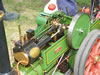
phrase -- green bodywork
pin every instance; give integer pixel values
(49, 57)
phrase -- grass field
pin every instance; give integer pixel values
(28, 10)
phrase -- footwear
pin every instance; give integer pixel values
(10, 16)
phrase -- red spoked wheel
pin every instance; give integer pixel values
(87, 61)
(92, 66)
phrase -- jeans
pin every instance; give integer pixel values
(1, 6)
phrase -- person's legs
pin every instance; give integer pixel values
(1, 6)
(8, 16)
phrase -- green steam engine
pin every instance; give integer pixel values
(60, 45)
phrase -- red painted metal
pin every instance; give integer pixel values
(92, 66)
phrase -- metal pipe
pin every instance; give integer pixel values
(5, 68)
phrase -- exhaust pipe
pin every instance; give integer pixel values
(5, 67)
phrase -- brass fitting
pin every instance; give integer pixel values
(1, 14)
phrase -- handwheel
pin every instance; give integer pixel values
(81, 50)
(90, 59)
(78, 29)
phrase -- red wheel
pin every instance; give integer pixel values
(90, 60)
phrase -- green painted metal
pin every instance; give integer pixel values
(42, 19)
(80, 30)
(33, 69)
(50, 56)
(72, 58)
(95, 25)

________

Recast every line of the data above as a numbered list, leaving out blank lines and the picture.

1. phrase -- green bodywork
2. pin every instance; give integer pixel values
3. (49, 57)
4. phrase -- grass field
5. pin every instance; give integer pixel values
6. (28, 10)
7. phrase -- footwear
8. pin every instance; give integer pixel values
9. (10, 16)
10. phrase -- red spoked wheel
11. pin every instance; give integer pixel values
12. (87, 61)
13. (92, 66)
14. phrase -- jeans
15. pin every instance; give integer pixel values
16. (1, 6)
17. phrase -- person's legs
18. pin every instance; give integer pixel values
19. (1, 6)
20. (8, 16)
21. phrase -- green steam engine
22. pin every instance; give integer pixel values
23. (60, 45)
24. phrase -- red painted metal
25. pin every instance; give integer pixel values
26. (92, 66)
27. phrase -- metal pipe
28. pin every instance; give integer pixel values
29. (5, 68)
30. phrase -- exhaust pipe
31. pin every instance; give integer pixel values
32. (5, 67)
33. phrase -- brass fitting
34. pin every instance; give integer pixel values
35. (1, 14)
36. phrase -- handwheel
37. pin every instance; give integer pixel values
38. (81, 50)
39. (90, 59)
40. (78, 29)
41. phrase -- red wheel
42. pin every instance; give integer pixel values
43. (90, 60)
44. phrase -- green painted metal
45. pin every instance; give integer pixel values
46. (42, 19)
47. (80, 30)
48. (33, 69)
49. (50, 56)
50. (72, 58)
51. (95, 25)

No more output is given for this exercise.